Lines of data:

•••••

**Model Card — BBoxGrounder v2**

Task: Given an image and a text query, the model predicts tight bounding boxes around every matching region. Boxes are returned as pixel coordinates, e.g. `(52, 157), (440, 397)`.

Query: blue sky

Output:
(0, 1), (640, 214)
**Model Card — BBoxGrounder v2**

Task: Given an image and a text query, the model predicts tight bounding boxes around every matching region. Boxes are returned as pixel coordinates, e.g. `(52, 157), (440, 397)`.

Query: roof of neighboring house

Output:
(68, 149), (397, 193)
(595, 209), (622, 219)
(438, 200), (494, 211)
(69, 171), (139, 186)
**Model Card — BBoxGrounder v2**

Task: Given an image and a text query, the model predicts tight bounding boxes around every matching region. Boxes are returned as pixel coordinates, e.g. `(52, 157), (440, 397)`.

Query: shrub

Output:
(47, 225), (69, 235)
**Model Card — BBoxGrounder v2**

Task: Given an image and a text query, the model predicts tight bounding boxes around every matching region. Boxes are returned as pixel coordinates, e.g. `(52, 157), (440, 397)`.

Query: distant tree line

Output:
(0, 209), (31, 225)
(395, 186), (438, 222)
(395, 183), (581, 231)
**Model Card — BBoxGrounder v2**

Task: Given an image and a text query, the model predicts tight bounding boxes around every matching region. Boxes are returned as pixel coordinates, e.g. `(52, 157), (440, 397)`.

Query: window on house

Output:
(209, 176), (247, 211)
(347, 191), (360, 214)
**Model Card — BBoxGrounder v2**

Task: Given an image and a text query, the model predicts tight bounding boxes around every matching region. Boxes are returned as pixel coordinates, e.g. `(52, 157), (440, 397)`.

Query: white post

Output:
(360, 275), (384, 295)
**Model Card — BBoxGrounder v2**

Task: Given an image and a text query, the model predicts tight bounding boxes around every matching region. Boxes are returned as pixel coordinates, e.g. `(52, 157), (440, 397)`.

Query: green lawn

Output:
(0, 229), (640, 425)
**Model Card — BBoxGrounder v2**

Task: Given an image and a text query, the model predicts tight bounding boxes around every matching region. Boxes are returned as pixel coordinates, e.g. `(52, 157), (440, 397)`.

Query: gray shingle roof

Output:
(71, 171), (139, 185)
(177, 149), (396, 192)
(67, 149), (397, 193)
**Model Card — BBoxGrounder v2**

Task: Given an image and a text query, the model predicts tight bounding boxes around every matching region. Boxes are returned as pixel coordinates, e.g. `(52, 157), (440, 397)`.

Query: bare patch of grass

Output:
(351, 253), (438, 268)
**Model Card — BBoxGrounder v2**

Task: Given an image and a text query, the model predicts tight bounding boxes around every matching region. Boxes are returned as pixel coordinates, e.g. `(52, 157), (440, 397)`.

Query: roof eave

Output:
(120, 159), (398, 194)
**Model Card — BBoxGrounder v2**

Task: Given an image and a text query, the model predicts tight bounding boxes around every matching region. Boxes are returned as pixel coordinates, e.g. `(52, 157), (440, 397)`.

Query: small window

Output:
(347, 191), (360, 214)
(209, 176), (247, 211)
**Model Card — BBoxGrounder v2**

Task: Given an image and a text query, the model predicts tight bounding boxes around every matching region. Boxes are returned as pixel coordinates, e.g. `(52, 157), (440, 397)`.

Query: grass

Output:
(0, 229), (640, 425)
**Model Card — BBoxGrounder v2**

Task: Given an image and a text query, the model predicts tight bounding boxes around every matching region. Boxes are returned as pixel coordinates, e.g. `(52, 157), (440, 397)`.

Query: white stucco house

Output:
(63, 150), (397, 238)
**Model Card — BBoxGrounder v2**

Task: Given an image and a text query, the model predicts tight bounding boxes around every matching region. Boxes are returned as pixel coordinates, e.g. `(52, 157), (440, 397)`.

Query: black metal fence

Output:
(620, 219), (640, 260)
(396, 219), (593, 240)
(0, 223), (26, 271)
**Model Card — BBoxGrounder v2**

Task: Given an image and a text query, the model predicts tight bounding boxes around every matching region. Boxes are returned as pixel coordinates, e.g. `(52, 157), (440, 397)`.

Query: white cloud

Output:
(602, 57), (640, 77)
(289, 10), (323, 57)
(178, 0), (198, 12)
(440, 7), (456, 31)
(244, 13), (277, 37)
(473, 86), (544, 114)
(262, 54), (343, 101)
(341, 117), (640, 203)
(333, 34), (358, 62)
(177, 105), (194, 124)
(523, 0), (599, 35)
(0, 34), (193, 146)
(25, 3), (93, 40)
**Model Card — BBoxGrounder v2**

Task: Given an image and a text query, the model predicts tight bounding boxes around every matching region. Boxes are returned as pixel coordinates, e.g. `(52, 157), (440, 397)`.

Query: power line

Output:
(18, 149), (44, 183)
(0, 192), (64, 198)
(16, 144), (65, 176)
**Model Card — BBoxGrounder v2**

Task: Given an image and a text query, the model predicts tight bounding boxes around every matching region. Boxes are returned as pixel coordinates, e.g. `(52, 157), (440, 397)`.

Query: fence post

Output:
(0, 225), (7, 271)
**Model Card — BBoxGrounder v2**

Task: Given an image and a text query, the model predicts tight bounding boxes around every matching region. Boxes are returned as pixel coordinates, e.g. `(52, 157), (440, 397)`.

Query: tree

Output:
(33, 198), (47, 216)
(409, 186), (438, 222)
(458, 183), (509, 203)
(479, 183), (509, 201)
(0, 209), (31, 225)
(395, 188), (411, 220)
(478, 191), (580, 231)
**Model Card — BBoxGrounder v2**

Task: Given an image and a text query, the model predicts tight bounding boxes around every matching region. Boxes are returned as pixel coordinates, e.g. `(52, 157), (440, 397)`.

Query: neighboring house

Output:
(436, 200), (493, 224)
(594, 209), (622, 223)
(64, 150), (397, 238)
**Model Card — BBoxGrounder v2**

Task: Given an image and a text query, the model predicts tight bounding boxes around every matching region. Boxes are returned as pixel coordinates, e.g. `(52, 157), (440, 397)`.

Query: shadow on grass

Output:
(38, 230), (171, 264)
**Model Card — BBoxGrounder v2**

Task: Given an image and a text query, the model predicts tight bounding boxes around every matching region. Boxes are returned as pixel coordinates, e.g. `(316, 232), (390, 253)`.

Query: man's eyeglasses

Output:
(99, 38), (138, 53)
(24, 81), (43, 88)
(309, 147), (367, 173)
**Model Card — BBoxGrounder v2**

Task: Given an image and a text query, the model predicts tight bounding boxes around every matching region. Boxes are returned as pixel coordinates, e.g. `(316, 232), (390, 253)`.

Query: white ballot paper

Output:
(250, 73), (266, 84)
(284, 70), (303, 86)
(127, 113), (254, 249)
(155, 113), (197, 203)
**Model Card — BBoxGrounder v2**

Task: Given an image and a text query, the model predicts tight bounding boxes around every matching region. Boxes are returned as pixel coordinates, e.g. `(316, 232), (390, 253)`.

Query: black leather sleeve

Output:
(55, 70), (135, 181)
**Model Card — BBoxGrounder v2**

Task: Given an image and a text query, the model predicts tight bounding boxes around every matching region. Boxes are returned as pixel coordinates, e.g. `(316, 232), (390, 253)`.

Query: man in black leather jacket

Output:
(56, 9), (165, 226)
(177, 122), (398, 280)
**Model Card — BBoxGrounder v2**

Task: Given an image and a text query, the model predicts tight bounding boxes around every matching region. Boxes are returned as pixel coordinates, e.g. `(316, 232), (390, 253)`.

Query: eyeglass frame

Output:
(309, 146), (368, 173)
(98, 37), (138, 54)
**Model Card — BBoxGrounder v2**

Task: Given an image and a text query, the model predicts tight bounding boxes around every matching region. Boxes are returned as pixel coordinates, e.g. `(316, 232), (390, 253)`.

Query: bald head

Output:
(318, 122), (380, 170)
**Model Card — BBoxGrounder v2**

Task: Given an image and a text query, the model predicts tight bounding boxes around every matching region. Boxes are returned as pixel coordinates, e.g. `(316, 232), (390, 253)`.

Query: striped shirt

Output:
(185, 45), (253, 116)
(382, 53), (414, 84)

•••••

Goal: Edit everything from the start of the rows down to the line with "(360, 275), (384, 295)", putting "bush" in place of "shrub" and keeping all else the same.

Exercise answer:
**Model Card — BBoxGrounder v2**

Task: Given an image and a text query, the model predicts tight bounding boxes around every matching region. Boxes are returned as pixel coordinates, e.g. `(52, 157), (440, 397)`.

Query: blue sky

Output:
(0, 1), (640, 214)
**Model Card — BBoxGrounder v2**

Task: Given an image and a text query, the model predicts tight bounding boxes around every matching region. Boxes are returned as pixel coordinates, e.g. `(52, 157), (440, 397)`.

Query: roof of neighboring house

Output:
(68, 149), (397, 193)
(595, 209), (622, 219)
(438, 200), (494, 211)
(69, 171), (139, 186)
**Model Card — BBoxGrounder v2**

Task: Given an image and a text query, the model predicts tight bounding boxes around every matching region. Boxes are returned as pixel coordinates, e.g. `(52, 157), (440, 397)`.

Query: bush

Output:
(47, 225), (69, 235)
**Model Card — BBoxGrounder v2**

Task: Given an image and a text query, the model predicts tight bounding boxes around every matching region. Boxes are returned as pixel coordinates, e.g. `(52, 157), (440, 397)`.

Query: distant tree line

Output:
(0, 209), (31, 225)
(395, 186), (438, 222)
(395, 183), (581, 231)
**Model Card — BBoxGrounder v2**

Task: Given an image and a text query, the model predicts tight bounding boxes around every matching region. Boxes are returned as pixel coordinates, e.g. `(52, 157), (440, 397)`.

Query: window on house

Output:
(209, 176), (247, 211)
(347, 191), (360, 214)
**Model Card — BBoxGrounder v2**

Task: Given an image and a text query, the model predicts tight bounding boxes around every matching region. Boxes are returned as pixel coordinates, e.g. `(52, 157), (440, 397)`.

Query: white post

Output:
(360, 275), (384, 295)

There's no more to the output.